Due to the limitations of related art solutions it would be beneficial to provide a solution whereby the use of higher density memory components requiring ECC support, will not result in significant inefficiencies of utilization.

SUMMARY

To overcome some of the problems noted above, the disclosed teachings provide a memory system with folding error correction. The memory comprises a first memory bank and a second memory bank. A means for generating error correction code for data to be written to said memory system is provided. A means for writing said received data to a location in said first memory bank corresponding to a received address of said received data is provided. Further, a means for generating an error correction code write address in said second memory bank based on said received address. Still further, a means for writing said error correction code to said error correction code write address is provided.

Another aspect of the disclosed teachings is a memory system with folding error correction comprising at least a memory bank. A means for generating error correction code for data to be written to said memory system is provided. A means for writing said received data to a location in said memory bank corresponding to a received address of said received data is further provided. Still further, a means for generating an error correction code write address in said memory bank based on said received address is provided. Still further, a means for writing said error correction code to said error correction code write address is provided.
===============
◆ Requirement ◆
Copy word for word everything in the memory error correction passage above, from "Due to the limitations" down to "inefficiencies of utilization.".
===============
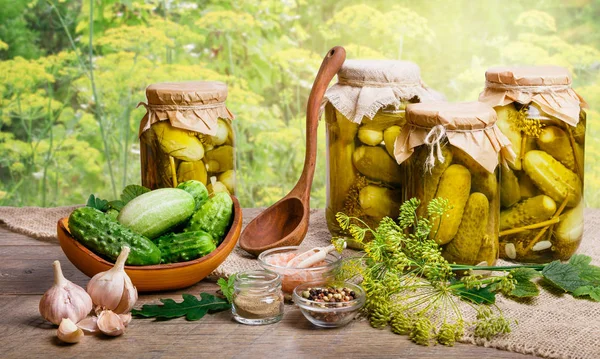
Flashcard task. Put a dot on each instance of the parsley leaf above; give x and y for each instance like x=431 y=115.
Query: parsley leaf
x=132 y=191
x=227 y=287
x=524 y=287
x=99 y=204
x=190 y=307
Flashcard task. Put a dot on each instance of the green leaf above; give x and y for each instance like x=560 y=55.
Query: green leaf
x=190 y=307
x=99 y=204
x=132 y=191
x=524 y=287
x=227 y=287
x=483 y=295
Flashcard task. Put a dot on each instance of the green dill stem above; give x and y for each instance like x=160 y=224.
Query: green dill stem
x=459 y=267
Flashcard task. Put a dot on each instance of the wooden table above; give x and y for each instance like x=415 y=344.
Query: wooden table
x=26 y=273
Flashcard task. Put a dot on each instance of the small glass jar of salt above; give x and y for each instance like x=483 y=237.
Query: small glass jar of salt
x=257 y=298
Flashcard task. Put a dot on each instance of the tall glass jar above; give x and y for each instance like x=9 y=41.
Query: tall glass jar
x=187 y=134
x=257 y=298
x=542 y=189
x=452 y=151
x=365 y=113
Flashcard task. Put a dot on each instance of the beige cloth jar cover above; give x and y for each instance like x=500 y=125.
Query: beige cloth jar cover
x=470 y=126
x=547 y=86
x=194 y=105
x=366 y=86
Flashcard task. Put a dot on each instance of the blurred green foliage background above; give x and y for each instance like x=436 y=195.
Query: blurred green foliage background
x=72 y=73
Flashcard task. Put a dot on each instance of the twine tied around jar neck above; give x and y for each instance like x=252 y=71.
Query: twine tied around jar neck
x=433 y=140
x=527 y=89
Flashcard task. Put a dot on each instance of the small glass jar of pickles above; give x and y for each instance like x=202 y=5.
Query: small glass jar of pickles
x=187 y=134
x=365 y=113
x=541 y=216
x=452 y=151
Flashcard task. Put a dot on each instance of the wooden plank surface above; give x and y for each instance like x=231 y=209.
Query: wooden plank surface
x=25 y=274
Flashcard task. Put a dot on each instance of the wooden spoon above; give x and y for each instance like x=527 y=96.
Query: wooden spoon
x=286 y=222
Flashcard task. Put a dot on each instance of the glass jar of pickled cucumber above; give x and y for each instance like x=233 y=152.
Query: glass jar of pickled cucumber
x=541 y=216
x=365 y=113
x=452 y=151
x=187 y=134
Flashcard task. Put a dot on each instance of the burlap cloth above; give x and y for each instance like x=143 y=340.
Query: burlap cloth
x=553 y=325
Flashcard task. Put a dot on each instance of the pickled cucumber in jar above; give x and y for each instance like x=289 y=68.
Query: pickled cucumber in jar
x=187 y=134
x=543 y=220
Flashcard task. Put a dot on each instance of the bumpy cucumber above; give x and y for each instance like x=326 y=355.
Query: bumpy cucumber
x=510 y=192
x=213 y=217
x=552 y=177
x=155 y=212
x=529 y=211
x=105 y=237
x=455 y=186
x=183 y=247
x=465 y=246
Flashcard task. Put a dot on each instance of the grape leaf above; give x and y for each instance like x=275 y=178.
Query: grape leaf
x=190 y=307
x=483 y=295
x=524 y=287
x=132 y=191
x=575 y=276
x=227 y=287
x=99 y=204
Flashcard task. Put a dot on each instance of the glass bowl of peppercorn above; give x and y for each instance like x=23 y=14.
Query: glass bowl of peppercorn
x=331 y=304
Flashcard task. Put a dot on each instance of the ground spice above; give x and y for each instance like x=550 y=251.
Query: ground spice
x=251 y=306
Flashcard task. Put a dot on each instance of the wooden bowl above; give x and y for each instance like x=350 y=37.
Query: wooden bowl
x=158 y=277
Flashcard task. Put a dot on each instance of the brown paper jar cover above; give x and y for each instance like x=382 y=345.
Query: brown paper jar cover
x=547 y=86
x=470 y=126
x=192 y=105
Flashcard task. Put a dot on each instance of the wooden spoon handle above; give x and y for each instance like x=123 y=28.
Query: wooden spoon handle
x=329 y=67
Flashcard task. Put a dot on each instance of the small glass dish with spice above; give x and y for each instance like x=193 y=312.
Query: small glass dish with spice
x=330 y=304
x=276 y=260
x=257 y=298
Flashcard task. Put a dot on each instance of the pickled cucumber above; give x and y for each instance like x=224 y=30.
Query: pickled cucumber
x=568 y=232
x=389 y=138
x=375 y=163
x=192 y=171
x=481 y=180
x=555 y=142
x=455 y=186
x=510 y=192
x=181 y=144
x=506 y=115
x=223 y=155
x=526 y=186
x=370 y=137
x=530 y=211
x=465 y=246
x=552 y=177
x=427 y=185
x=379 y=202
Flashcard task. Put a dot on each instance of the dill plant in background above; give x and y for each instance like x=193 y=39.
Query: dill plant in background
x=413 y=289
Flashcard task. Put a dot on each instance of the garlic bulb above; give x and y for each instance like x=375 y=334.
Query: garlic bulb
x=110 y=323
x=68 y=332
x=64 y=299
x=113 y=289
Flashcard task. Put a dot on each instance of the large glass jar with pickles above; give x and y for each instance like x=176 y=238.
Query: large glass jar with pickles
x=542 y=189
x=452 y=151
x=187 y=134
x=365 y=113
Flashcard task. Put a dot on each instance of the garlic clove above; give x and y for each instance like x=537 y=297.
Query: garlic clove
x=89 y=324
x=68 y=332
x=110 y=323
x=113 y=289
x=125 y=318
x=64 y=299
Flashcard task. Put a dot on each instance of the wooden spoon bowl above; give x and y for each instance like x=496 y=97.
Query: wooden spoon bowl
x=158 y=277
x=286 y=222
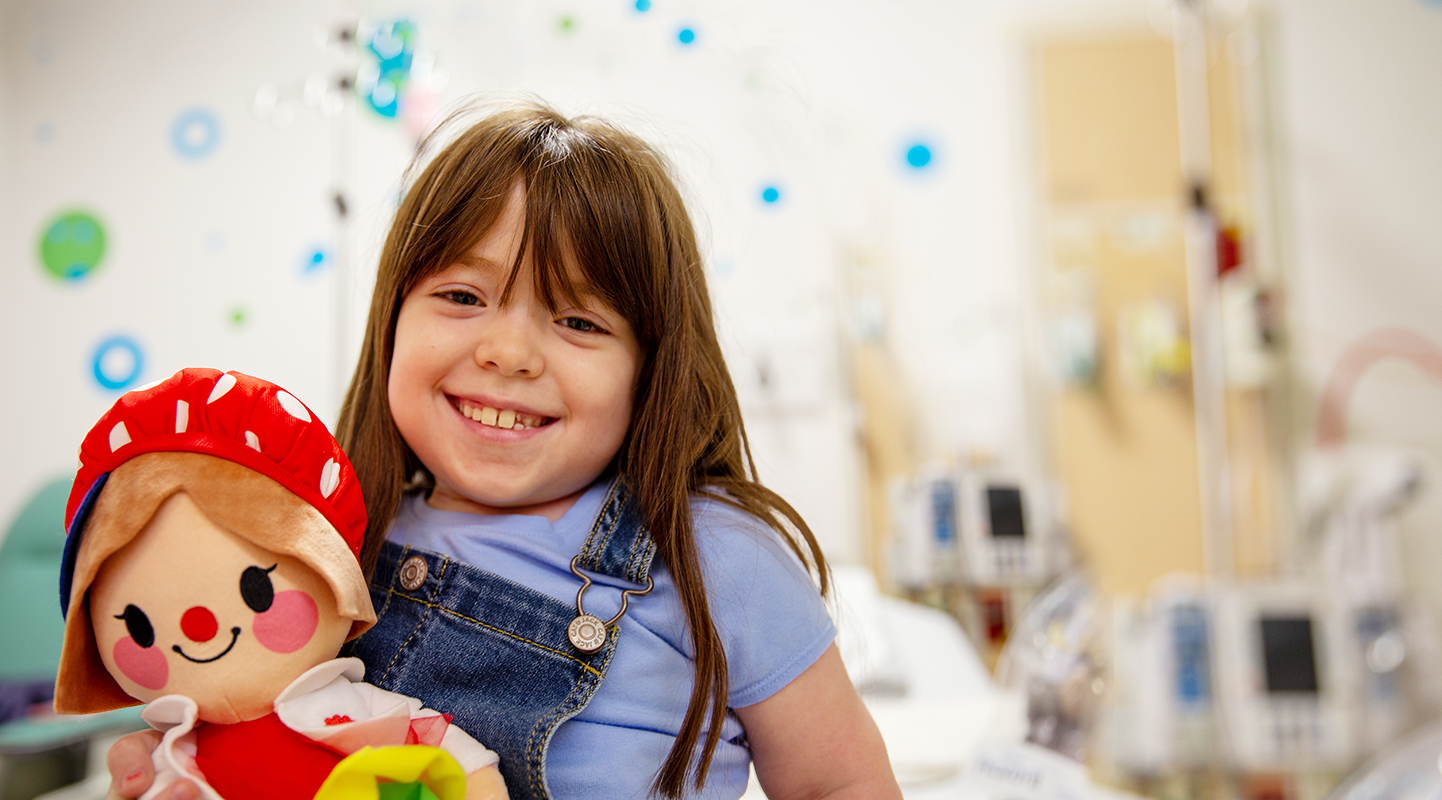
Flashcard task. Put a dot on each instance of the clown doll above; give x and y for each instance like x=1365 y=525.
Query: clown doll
===============
◆ Answer for this exercise ◆
Due to the limitations of related art solutions it would be beneficial to provide a solution whereby the use of higher density memory components requiring ECC support, will not result in significant inefficiencies of utilization.